Objective:
Write out each line of the listing below as a numbered list, skipping the blank lines.

* START Dataset excerpts *

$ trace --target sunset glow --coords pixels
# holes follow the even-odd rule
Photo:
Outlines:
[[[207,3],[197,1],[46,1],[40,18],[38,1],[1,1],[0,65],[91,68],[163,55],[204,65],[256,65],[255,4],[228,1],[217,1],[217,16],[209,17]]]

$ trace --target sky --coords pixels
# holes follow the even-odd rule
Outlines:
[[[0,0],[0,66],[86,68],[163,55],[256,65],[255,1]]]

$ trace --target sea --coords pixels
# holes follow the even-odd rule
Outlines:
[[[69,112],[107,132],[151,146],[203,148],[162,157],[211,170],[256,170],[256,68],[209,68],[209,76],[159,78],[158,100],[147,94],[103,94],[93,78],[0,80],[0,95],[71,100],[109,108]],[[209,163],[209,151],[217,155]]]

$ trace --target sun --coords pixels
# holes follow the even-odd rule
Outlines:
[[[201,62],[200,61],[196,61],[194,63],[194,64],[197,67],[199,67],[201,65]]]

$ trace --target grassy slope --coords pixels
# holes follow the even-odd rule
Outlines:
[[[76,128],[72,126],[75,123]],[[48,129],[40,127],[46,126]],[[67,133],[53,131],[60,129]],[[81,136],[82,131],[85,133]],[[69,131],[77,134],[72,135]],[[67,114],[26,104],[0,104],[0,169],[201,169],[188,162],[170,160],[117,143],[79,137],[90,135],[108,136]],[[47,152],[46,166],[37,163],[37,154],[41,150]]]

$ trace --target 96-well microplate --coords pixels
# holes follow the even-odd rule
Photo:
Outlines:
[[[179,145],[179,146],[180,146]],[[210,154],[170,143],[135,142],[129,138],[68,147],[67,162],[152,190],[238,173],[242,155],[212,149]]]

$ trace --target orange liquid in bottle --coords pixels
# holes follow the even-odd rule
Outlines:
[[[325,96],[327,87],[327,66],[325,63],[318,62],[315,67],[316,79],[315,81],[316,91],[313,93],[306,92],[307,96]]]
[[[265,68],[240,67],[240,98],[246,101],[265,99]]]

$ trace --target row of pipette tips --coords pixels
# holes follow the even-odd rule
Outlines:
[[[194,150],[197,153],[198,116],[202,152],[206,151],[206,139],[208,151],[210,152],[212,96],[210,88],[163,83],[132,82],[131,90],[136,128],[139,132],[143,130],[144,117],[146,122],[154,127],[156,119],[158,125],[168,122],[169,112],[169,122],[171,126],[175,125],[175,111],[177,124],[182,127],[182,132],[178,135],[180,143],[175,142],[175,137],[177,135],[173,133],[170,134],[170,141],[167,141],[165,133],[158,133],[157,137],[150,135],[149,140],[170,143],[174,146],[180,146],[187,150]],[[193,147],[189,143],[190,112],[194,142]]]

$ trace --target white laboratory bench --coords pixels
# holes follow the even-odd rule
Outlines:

* END Dataset excerpts *

Answer to the exercise:
1. $ trace --target sunset glow --coords pixels
2. # holes follow the even-odd rule
3. Photo:
4. Outlines:
5. [[[207,3],[197,1],[46,1],[40,18],[38,1],[1,1],[0,65],[91,68],[163,55],[204,65],[256,65],[255,4],[228,1],[217,1],[217,16],[209,17]]]
6. $ trace --target sky --coords pixels
7. # holes follow the even-odd rule
8. Outlines:
9. [[[0,0],[0,66],[86,68],[163,55],[256,65],[255,1]]]
10. $ trace --target sea --coords pixels
11. # holes follow the even-odd rule
12. Outlines:
13. [[[69,112],[107,132],[151,146],[203,148],[162,157],[211,170],[256,170],[256,68],[209,68],[209,76],[159,78],[158,100],[147,94],[103,94],[93,78],[0,80],[0,95],[71,100],[109,108]],[[209,163],[209,151],[217,155]]]
14. $ trace --target sun --coords pixels
15. # holes follow the even-odd rule
16. Outlines:
17. [[[201,62],[200,61],[196,61],[194,63],[194,64],[197,67],[199,67],[201,65]]]
18. $ trace --target grassy slope --coords pixels
19. # holes follow the even-odd rule
20. Outlines:
21. [[[76,128],[72,126],[75,123]],[[48,129],[40,127],[46,126]],[[67,133],[53,131],[60,129]],[[81,136],[82,131],[85,133]],[[69,131],[77,134],[72,135]],[[67,114],[26,104],[0,104],[0,169],[201,169],[188,162],[170,160],[117,143],[79,137],[90,135],[108,136]],[[47,152],[46,166],[37,163],[37,154],[41,150]]]
22. $ trace --target 96-well microplate --coords pixels
23. # holes follow the even-odd rule
24. Photo:
25. Outlines:
26. [[[179,145],[179,146],[180,146]],[[210,154],[170,143],[135,142],[129,138],[68,147],[67,162],[152,190],[238,173],[242,155],[212,149]]]
27. $ trace --target orange liquid in bottle --coords pixels
28. # holes follow the even-odd rule
29. Outlines:
30. [[[325,96],[327,87],[327,66],[325,63],[318,62],[315,67],[316,79],[315,81],[316,91],[313,93],[306,92],[307,96]]]
31. [[[265,68],[240,67],[240,98],[246,101],[265,99]]]
32. $ trace --target row of pipette tips --coords pixels
33. # holes follow the even-odd rule
34. Outlines:
35. [[[194,150],[197,153],[198,116],[202,152],[206,151],[206,139],[208,151],[210,152],[212,96],[210,88],[163,83],[132,82],[131,90],[136,128],[139,132],[143,130],[144,117],[146,122],[154,127],[156,119],[158,125],[168,122],[169,112],[169,122],[171,126],[175,125],[175,111],[177,124],[182,127],[182,132],[178,135],[180,143],[175,142],[175,137],[177,135],[173,133],[170,134],[170,141],[167,141],[165,133],[158,133],[157,137],[150,135],[149,140],[170,143],[174,146],[180,146],[187,150]],[[193,147],[189,143],[190,112],[194,142]]]
36. $ trace --target white laboratory bench --coords pixels
37. # holes follow the even-odd rule
38. Outlines:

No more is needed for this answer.